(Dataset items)
Segment Open

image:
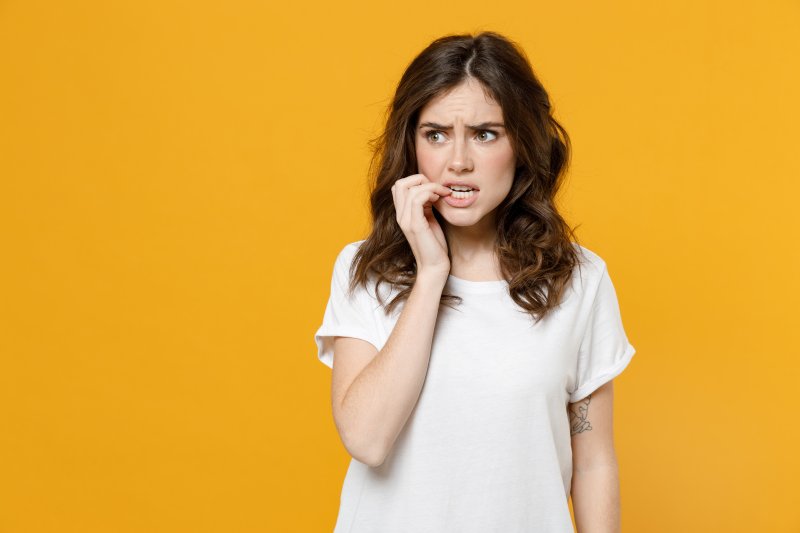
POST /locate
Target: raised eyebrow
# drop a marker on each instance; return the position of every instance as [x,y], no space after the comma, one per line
[481,126]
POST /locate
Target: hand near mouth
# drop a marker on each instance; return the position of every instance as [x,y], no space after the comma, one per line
[414,197]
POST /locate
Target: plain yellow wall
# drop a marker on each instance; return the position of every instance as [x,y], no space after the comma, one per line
[177,178]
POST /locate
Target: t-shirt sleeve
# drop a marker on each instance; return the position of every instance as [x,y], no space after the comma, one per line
[604,351]
[346,315]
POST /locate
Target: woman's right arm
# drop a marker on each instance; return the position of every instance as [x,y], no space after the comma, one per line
[384,385]
[374,392]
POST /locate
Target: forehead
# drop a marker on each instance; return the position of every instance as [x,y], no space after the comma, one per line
[468,100]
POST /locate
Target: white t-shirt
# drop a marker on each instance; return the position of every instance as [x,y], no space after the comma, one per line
[487,448]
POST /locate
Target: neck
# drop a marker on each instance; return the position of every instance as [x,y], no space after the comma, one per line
[468,244]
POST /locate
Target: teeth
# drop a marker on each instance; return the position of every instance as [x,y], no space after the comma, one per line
[462,194]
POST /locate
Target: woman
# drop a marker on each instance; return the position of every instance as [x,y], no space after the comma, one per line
[486,412]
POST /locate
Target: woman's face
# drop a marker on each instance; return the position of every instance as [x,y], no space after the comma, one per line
[461,138]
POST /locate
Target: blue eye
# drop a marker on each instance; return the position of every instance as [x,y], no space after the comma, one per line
[432,132]
[490,132]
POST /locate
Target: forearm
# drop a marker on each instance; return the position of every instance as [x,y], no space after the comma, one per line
[595,499]
[381,398]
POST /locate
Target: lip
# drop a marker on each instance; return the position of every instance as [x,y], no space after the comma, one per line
[461,202]
[447,183]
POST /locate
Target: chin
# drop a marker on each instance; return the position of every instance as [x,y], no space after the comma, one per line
[459,216]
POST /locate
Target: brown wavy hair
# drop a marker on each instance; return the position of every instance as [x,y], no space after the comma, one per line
[533,242]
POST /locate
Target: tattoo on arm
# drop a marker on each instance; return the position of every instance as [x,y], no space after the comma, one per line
[578,416]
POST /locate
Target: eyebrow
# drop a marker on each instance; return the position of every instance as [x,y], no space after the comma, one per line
[481,126]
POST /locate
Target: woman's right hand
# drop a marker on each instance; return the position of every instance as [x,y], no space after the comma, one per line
[413,201]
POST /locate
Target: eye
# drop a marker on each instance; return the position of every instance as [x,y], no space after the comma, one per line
[429,135]
[485,132]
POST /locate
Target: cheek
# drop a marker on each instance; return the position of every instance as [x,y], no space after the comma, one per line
[501,162]
[428,161]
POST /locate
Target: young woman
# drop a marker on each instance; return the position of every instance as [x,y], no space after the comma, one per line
[475,343]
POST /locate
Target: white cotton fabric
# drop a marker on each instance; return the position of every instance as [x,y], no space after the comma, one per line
[487,447]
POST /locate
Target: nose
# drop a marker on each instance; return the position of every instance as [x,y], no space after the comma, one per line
[460,160]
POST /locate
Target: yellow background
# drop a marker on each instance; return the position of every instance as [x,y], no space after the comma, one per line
[177,178]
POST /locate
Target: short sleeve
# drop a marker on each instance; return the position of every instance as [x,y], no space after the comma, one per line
[604,351]
[346,315]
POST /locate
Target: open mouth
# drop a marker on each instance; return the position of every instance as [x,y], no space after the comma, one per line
[462,192]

Segment Closed

• **What to work on**
The records above are to be transcribed in full, with images omitted.

• **Reply**
image:
POST /locate
Target: raised eyebrow
# drop a marker on each instance; return the position of every instance as [x,y], no space after the comma, one per line
[481,126]
POST /locate
Target: hand near mouth
# drop a marker on each instance; return the position of every instance as [x,y], no space after the comma, one per line
[414,197]
POST /locate
Target: plain yellow wall
# drop a marker on each instance; return the position of every instance as [x,y], no space after the comma, one per line
[177,178]
POST /locate
Target: t-shirt sleeve
# drop a marker on each instance; return the position of every instance as [x,y], no space after the comma, one per line
[604,351]
[346,315]
POST /locate
Target: woman's right arm
# drop a marker on each instance; return the position of every instance as [x,y], no space after the comma, one per line
[384,385]
[374,392]
POST /locate
Target: forehead
# drop a marker on each instance; return the position of every instance as [x,y], no space after the comma, one per line
[468,100]
POST /locate
Target: white t-shirt
# drop a marker on each instance; return the position of every instance as [x,y], no space after the comma, one per line
[487,448]
POST /locate
Target: neck
# drop a marker on each instance; return the position of every instance as [x,y], no space after the comma, one per line
[468,244]
POST /locate
Target: teeth
# drop a marker on each instance; return the position of every instance as [x,y], no space after the comma, one per line
[462,194]
POST /locate
Target: woman
# drop a marker on each instance; return the position of every instance as [x,y], no space after the comma, one per line
[486,412]
POST /locate
Target: woman's face
# drop a marker on each instance; return the position of every instance as [x,y], no space after the comma, one per line
[461,138]
POST /locate
Target: blue eye
# drop a marker on each instance; return the position of every instance as [x,y], no space after the comma, one per line
[432,132]
[490,132]
POST /locate
Target: forearm
# drop a marker on each instance; return the position of every instance as [x,y], no space after the comma, one per line
[595,499]
[381,398]
POST /locate
Target: lip
# drop a marker on each instance; return the position of every instance as [x,y], no space after the comma, one per line
[461,202]
[447,183]
POST /locate
Target: chin
# drop a marker on each instance; return the position of every instance as [x,y], no space after the comma, one per line
[459,216]
POST /locate
Target: brown wavy hair
# drop a marker on each instance; return the position of every instance as [x,y], no space after the comma, one per line
[533,242]
POST /locate
Target: tattoo on arm
# drop a marker on each instance; return the position of every instance as [x,y], no space after the comma, one per line
[578,416]
POST /locate
Target: eyebrow
# drop a marker on each instance; return the position of every instance as [x,y], no space after the comma, one per line
[481,126]
POST /locate
Target: woman's right hand
# drop a marker on each instance; return the position of every instance as [x,y], no space after the comma, one per line
[413,201]
POST /locate
Target: eye
# drop a marker on each instance; return the position of every instance as [x,y], no space after the comma, one per line
[429,135]
[485,132]
POST /locate
Target: cheek
# drop a marker on each instance; return the position of every instance as [x,y], no space after the comma, one per line
[501,162]
[428,161]
POST /locate
Target: young woman
# drop a marker on each instance; return the position of every instance as [x,y], no space after the comma, one per line
[475,343]
POST /locate
Target: white cotton fabric
# drop a marker on each instance; return the position of every instance as [x,y], no space after the comma, one per line
[487,447]
POST /locate
Target: nose
# drop a marker on each instance; return the position of every instance as [x,y], no space after the comma, one per line
[460,160]
POST /locate
Target: yellow background
# drop a marker on each instance; return the position of every instance as [x,y], no space after the comma, one per line
[177,178]
POST /locate
Target: short sleeve
# drop a marker on each instance; return the position of every instance as [x,y], no space after the comma, one per line
[604,351]
[346,315]
POST /locate
Target: open mouth
# drop a marker on each instance; return the position of every instance as [x,y], no space after the comma, one per line
[462,192]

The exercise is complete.